** begin **
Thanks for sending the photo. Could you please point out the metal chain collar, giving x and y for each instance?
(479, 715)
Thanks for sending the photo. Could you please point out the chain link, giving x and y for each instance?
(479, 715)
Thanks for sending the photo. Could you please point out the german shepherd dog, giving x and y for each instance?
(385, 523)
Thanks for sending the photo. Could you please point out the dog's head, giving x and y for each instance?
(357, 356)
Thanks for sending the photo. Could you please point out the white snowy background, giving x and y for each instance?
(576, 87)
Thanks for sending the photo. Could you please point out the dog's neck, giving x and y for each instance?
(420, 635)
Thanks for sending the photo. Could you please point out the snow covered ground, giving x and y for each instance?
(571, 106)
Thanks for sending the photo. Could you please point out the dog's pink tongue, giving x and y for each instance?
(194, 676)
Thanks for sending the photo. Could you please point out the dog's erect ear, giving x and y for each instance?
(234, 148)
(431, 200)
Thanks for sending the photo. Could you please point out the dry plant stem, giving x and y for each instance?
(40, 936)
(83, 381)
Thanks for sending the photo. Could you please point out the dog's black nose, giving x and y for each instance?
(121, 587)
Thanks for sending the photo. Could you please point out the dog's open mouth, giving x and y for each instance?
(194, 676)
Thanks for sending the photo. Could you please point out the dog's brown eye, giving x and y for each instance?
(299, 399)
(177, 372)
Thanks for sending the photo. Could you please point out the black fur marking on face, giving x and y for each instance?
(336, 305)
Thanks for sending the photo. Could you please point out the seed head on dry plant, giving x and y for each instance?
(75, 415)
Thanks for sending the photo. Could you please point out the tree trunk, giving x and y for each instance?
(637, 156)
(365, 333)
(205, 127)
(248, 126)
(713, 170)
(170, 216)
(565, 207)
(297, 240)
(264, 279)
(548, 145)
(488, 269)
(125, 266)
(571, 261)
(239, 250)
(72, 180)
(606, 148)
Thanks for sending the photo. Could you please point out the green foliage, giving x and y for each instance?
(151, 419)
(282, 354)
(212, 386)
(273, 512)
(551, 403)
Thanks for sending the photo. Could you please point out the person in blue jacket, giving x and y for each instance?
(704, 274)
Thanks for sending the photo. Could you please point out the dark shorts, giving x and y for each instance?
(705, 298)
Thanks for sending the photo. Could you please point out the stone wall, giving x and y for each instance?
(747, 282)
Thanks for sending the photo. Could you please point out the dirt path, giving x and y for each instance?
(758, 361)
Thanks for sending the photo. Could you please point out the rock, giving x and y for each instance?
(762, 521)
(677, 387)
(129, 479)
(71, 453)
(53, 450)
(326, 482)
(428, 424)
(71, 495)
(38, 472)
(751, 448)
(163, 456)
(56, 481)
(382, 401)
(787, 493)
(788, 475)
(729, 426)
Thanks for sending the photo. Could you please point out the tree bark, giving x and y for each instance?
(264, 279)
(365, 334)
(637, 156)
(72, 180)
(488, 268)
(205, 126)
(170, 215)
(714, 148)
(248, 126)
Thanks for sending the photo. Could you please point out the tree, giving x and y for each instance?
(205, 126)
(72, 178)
** end **
▶ **OBJECTIVE**
Each line of the material above needs to be quoted exactly, please.

▶ **EXERCISE RESPONSE**
Thanks for sending the photo. Could you please point out the metal chain collar, giving x and y for each instance?
(479, 715)
Thanks for sending the photo. Could you please point out the chain link, giving x and y for each instance?
(479, 715)
Thanks for sending the photo. Could you please point out the german shepherd dog, giving x and y for each instance?
(385, 523)
Thanks for sending the photo. Could you please point out the dog's head, giving x and y for each instance?
(357, 356)
Thanks for sending the photo. Could you please point out the white snowy background, giving x and y for each instance?
(576, 87)
Thanks for sending the photo. Could you please point out the dog's neck, giving x and y for each instance?
(420, 635)
Thanks for sending the photo. Could you please point out the snow covered ground, giving x and y for each instance?
(571, 106)
Thanks for sending the photo. Could you please point out the dog's pink tongue, giving x and y for each instance?
(194, 676)
Thanks for sending the photo. Could you please point out the dog's erect ear, giving x and y for each instance?
(234, 148)
(431, 200)
Thanks for sending the photo. Could you please point out the dry plant stem, giving x and y for each instance?
(40, 936)
(83, 381)
Thanks for sending the photo. Could you please point out the dog's black nose, giving x and y for each instance?
(121, 587)
Thanks for sending the photo. Could you please point out the dog's open mouth, giving x and y for each instance?
(194, 676)
Thanks for sending the photo. Could you please point out the dog's brown eye, giving x and y for each instance?
(299, 399)
(177, 372)
Thanks for sending the photo. Could you please point out the black fur marking on face, giving x and y for each instance?
(336, 305)
Thanks for sending the photo. Could you please point out the seed head on dry plant, giving x and y for each instance?
(75, 415)
Thanks for sending the photo. Could you please point out the tree trunk, giving x and y for each instance?
(637, 156)
(365, 333)
(205, 127)
(248, 126)
(713, 170)
(170, 216)
(565, 207)
(297, 240)
(264, 279)
(548, 145)
(488, 269)
(125, 266)
(571, 261)
(239, 250)
(72, 180)
(606, 148)
Thanks for sending the photo. Could you please point out the green foliage, giving x and y for each instance?
(151, 419)
(282, 354)
(212, 386)
(273, 512)
(551, 403)
Thanks for sending the photo. Could you please point out the person in blue jacket, giving x and y for each instance?
(704, 274)
Thanks for sending the photo. Could you please point out the dark shorts, giving x and y for each instance?
(705, 298)
Thanks for sending the photo. Could you please point out the stone wall, giving x and y for each instance?
(747, 282)
Thanks for sending the photo. Could you please point out the dirt path, giving x and y for each instance?
(758, 361)
Thanks for sending the photo. Could you please point out the rock, giving x and y for each instance?
(762, 521)
(677, 387)
(129, 479)
(71, 453)
(53, 450)
(326, 482)
(428, 424)
(71, 495)
(38, 472)
(751, 448)
(163, 456)
(56, 481)
(382, 401)
(787, 493)
(788, 475)
(729, 426)
Thanks for sending the photo. Could you please point out the tree bark, giving x and y for each instance?
(264, 279)
(365, 334)
(637, 156)
(72, 180)
(488, 268)
(205, 126)
(170, 215)
(714, 148)
(248, 126)
Thanks for sending the photo. Could you please point out the tree, giving x and y for each instance?
(205, 126)
(72, 178)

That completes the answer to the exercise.